Fragmento dado =
┌──

Nuestro territorio, y especialmente el que habitamos en nuestra infancia, es un espacio, en el que habitar supone, como afirma Heidegger, algo más que residir en un lugar, puesto que con él establecemos una relación auténticamente existencial, una relación que recreamos en los posteriores lugares y territorios que vamos poseyendo y haciendo nuestros a lo largo de la vida.
Un territorio formado de lugares, porque todo lo que en el hombre es específicamente humano es, logos.
El arquitecto Christian Norberg Schulz hablaba del genus loci, del espíritu del lugar” con el que el arquitecto entabla, a través de su obra, una relación existencial.
En la perspectiva de las sociedades arcaicas, dirá Mirciade Eliade, que todo lo que no es nuestro mundo, no es todavía mundo. No puede uno hacer suyo un territorio, si no lo crea de nuevo.
Para Bachelard no se alcanza a meditar en una región que existiría antes del lenguaje. Por eso hay que nombrarlo. Para convertirlo en lugar.
El espacio captado y poseído por la imaginación no puede seguir siendo espacio abstracto o espacio indiferente entregado a la medida y reflexión del topógrafo. Es espacio vivido, no en su positividad física, sino con todas las parcialidades de la imaginación.
Esta relación existencial, precisa de una dualidad entre hombre y territorio, en la que tanto uno como otro se pertenecen mutuamente. Ello requiere abandonar el concepto de progreso que, ve el territorio como una posesión absoluta al servicio y disposición arbitraria del hombre. Y es que no hay posesión real, si no hay entrega. Por eso el territorio como la naturaleza pertenecen al hombre en la medida en que este es poseído por ellos y vivido existencialmente. Por eso dirá Hölderling que es poéticamente como el hombre habita la tierra.
De igual manera que todos los territorios tienen su forma y su historia canónica, la tienen también de forma particular para cada uno de sus habitantes. Incluso los territorios que desde nuestra óptica occidental y urbana resultan inescrutables, planos y sin matices, tienen sus lugares, formas y significados específicos, para los hombres que los habitan.
En las grandes praderas argentinas, donde la vista se pierde en el horizonte, los pastores se orientan y se reconocen en el color de la hierba y en el olor de la tierra.

└──

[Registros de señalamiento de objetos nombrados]
┌──

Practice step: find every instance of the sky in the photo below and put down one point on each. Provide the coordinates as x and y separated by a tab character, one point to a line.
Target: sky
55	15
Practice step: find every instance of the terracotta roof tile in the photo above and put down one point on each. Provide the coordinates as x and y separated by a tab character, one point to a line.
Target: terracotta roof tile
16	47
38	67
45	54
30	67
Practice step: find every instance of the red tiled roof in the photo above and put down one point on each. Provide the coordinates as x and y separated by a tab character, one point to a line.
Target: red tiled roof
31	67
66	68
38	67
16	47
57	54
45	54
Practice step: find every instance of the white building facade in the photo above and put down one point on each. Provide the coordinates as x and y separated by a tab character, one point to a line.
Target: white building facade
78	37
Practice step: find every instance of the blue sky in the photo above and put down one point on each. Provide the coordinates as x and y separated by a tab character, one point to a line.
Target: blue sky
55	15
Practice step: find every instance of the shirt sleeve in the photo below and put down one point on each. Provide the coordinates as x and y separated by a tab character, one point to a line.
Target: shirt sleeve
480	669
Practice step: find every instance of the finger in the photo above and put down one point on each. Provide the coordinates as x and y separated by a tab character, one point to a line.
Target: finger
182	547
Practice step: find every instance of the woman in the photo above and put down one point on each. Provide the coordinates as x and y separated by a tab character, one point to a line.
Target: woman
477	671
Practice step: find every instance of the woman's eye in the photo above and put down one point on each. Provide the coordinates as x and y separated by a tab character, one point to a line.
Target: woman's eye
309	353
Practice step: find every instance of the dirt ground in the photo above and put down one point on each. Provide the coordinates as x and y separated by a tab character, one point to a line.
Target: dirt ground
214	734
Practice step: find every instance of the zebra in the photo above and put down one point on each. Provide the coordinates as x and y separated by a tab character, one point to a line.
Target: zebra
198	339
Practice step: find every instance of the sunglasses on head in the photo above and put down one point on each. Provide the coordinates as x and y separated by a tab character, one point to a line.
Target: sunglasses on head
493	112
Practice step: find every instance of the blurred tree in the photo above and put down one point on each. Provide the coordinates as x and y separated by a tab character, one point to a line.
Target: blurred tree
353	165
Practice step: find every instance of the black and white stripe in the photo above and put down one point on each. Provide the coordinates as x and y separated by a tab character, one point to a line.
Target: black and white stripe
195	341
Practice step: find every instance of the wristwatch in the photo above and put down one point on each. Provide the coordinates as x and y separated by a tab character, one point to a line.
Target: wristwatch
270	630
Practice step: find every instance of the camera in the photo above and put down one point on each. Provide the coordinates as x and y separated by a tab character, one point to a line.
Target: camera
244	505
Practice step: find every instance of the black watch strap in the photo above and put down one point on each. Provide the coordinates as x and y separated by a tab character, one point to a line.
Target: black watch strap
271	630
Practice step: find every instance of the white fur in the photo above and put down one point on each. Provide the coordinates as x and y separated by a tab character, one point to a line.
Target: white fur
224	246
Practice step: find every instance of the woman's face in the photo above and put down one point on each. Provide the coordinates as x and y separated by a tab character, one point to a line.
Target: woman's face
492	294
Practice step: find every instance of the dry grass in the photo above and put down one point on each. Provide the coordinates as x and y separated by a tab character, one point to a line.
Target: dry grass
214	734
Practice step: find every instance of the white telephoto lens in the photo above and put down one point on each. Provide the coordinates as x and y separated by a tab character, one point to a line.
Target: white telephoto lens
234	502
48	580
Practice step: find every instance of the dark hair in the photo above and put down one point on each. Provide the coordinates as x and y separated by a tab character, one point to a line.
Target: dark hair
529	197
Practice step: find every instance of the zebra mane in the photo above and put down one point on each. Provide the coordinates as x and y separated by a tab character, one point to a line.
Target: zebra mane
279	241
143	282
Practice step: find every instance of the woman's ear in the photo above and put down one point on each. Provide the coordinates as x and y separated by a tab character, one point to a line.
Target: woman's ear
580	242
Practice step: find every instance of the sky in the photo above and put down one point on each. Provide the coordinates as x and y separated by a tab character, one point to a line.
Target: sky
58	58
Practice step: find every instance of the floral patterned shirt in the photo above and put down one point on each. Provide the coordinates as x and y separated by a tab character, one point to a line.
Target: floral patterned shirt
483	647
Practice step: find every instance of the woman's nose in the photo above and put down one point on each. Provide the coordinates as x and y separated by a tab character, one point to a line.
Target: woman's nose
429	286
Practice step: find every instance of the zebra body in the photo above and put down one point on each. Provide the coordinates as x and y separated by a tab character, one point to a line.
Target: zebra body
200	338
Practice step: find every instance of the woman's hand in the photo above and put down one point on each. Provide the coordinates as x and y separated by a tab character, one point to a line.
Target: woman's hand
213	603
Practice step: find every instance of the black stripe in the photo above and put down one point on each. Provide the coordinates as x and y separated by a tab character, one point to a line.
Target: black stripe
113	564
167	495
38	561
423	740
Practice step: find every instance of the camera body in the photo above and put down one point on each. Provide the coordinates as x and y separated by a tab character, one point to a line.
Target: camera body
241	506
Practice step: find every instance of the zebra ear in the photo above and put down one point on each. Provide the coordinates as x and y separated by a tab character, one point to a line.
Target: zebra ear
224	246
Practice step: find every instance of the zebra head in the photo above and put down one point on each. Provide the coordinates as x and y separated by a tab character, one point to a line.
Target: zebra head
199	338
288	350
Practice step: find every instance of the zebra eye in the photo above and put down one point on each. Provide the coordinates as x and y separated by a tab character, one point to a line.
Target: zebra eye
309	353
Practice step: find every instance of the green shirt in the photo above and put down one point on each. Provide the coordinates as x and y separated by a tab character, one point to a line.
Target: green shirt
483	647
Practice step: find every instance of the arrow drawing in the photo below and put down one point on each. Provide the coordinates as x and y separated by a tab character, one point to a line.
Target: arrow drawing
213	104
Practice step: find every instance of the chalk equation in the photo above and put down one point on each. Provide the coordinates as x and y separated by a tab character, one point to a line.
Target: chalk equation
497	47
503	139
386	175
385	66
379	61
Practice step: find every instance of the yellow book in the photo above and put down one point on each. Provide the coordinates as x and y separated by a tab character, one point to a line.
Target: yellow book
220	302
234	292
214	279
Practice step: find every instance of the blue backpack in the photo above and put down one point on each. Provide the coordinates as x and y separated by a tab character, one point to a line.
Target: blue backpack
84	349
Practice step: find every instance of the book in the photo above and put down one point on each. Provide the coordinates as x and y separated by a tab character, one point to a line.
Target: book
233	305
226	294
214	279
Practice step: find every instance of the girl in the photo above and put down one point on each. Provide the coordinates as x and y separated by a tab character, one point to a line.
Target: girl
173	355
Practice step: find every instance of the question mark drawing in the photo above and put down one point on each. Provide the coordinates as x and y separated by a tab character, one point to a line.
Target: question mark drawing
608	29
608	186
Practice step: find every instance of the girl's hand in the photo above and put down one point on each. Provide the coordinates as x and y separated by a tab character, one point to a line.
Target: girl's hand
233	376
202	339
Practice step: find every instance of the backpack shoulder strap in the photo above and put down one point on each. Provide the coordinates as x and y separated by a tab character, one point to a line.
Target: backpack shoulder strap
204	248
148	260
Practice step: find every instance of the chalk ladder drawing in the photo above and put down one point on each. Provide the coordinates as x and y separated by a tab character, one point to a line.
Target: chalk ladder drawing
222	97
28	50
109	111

└──

Consigna escrita 1 = Indica si cada una de estas afirmaciones concuerda con el texto sobre el territorio, con un sí o un no y la cita literal que lo decide: (a) para Bachelard hay que nombrar el territorio para convertirlo en lugar; (b) el espacio captado por la imaginación sigue siendo espacio abstracto entregado a la medida del topógrafo; (c) en las praderas argentinas los pastores se orientan por el color de la hierba y el olor de la tierra.
Consigna escrita 2 = Copia del texto sobre el territorio todo lo que va desde "Esta relación existencial, precisa" hasta "habita la tierra.", sin cambiar nada.
Consigna escrita 3 = Prosigue, por favor, el texto sobre el habitar y el territorio a partir de su última oración.

Respuesta escrita 1 =
(a) Sí: «Por eso hay que nombrarlo. Para convertirlo en lugar.»
(b) No: «El espacio captado y poseído por la imaginación no puede seguir siendo espacio abstracto o espacio indiferente entregado a la medida y reflexión del topógrafo.»
(c) Sí: «los pastores se orientan y se reconocen en el color de la hierba y en el olor de la tierra.»

Respuesta escrita 2 =
Esta relación existencial, precisa de una dualidad entre hombre y territorio, en la que tanto uno como otro se pertenecen mutuamente. Ello requiere abandonar el concepto de progreso que, ve el territorio como una posesión absoluta al servicio y disposición arbitraria del hombre. Y es que no hay posesión real, si no hay entrega. Por eso el territorio como la naturaleza pertenecen al hombre en la medida en que este es poseído por ellos y vivido existencialmente. Por eso dirá Hölderling que es poéticamente como el hombre habita la tierra.

Respuesta escrita 3 =
La selva amazónica, masa compacta e inescrutable de vegetación para el hombre urbano, es hábitat acogedor para el indio que se orienta y reconoce en los distintos árboles, en el musgo de sus troncos, en los colores, en la humedad del aire y del suelo, en los olores, en la señal que siempre deja el machete, en la vegetación de una antigua trocha ya totalmente cerrada.
La arena del desierto que ve con monotonía el europeo, son para el beduino, distintas arenas de granos, colores y brillos diferentes. Donde nosotros vemos un mar uniforme de arena sin matices y sin historia, el ve un mapa cruzado de caminos, que llevan a esos lugares de encuentro y descanso que, desde cientos de años son los oasis. Arenas de la memoria, lugares donde habitan los genios del desierto.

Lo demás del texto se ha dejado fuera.